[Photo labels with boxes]
BEGIN

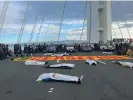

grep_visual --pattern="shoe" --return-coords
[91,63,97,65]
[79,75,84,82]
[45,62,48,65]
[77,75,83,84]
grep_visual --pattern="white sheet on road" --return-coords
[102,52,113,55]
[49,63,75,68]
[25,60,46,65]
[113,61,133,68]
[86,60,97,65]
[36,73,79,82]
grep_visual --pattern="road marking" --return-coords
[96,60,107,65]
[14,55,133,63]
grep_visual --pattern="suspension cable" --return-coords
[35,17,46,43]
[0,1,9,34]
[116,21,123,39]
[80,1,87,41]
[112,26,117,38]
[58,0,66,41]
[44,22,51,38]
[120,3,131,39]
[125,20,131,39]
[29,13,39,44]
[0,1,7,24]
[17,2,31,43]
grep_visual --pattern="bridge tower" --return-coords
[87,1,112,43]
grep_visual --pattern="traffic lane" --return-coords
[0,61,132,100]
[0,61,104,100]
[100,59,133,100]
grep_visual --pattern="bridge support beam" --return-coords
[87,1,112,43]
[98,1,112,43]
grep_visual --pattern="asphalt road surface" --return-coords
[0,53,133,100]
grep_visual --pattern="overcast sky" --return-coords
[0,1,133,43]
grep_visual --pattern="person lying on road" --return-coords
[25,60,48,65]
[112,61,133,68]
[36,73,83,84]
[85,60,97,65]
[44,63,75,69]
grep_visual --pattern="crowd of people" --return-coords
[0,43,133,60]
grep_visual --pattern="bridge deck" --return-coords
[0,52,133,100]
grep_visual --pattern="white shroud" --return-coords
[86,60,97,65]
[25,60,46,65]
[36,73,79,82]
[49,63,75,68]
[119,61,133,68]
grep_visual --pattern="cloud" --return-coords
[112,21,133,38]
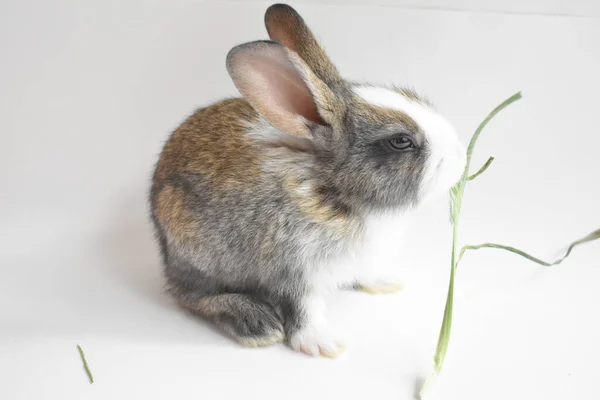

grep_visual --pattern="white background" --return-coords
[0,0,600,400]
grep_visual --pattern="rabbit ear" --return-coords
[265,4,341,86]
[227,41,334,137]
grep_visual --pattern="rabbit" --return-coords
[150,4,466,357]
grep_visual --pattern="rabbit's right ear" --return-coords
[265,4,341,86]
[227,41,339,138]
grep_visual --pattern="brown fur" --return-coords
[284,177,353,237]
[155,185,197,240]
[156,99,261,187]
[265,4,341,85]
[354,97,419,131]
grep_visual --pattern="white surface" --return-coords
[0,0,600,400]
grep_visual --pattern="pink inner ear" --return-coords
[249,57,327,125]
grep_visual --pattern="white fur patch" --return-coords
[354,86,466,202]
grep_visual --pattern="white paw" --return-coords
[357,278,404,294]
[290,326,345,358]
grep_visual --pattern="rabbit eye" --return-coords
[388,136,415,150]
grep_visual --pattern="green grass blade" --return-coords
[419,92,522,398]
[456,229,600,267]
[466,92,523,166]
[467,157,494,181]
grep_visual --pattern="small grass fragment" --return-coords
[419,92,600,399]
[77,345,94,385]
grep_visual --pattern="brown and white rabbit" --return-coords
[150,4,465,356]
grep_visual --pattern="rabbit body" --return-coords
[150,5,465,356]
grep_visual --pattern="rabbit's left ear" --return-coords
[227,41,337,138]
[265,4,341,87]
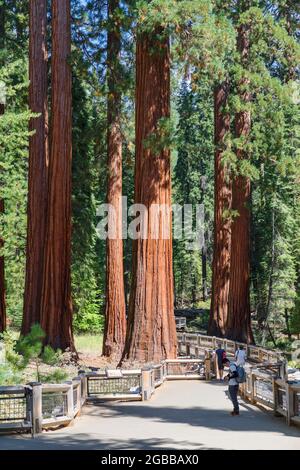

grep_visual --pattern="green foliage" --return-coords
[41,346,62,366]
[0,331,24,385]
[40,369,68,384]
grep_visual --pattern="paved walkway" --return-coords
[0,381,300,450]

END
BEGIN

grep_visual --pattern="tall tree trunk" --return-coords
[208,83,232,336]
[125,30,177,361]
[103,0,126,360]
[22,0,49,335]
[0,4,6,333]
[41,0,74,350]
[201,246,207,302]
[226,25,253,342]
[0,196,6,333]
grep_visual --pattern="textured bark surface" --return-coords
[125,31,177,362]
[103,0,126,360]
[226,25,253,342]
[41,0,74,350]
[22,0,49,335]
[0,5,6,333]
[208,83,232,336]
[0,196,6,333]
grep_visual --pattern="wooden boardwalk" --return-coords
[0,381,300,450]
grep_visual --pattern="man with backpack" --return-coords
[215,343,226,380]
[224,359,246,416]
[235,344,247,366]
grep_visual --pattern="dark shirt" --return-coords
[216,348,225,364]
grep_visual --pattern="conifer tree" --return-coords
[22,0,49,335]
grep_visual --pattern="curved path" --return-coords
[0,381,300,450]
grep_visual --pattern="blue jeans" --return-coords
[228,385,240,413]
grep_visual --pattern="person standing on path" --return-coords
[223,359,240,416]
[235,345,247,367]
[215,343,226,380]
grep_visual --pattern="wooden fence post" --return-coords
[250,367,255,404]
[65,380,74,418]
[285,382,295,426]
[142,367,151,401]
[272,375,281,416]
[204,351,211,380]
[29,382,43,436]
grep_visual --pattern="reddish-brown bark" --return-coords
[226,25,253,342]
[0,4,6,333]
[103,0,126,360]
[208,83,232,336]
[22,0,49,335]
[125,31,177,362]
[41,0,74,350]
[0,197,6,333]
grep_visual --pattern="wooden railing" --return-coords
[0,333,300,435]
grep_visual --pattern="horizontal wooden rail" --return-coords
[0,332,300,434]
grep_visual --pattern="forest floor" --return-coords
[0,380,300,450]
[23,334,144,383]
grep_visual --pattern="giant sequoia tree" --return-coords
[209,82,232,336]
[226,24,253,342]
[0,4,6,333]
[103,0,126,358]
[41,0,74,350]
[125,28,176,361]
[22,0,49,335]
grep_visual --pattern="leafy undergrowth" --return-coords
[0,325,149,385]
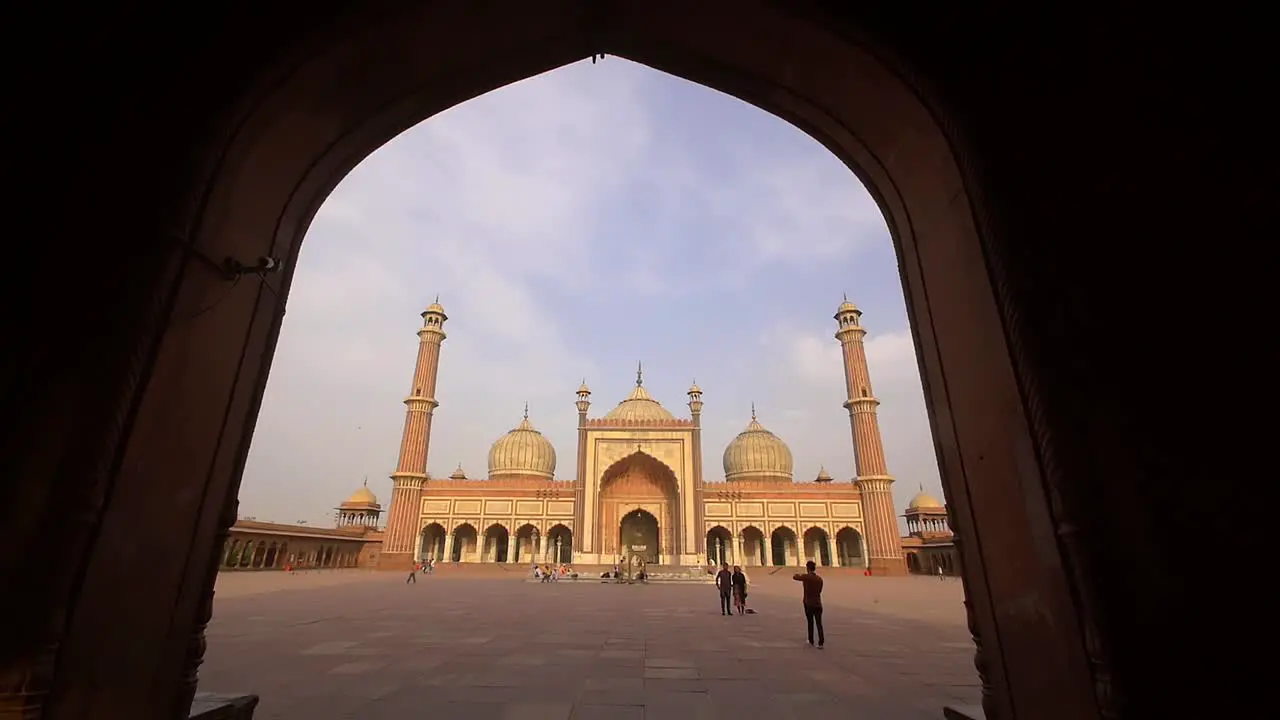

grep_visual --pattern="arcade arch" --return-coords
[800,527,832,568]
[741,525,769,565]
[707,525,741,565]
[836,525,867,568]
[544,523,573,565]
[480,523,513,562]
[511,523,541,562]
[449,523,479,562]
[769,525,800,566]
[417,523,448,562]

END

**WHAT IS REQUIRED:** Which lines in the material above contain the string "green", with case counting? Pick out each such line and copy it.

**TASK OUTPUT:**
grep_visual --pattern="green grass blade" --return-coords
grep_visual --pattern="green foliage" --return-coords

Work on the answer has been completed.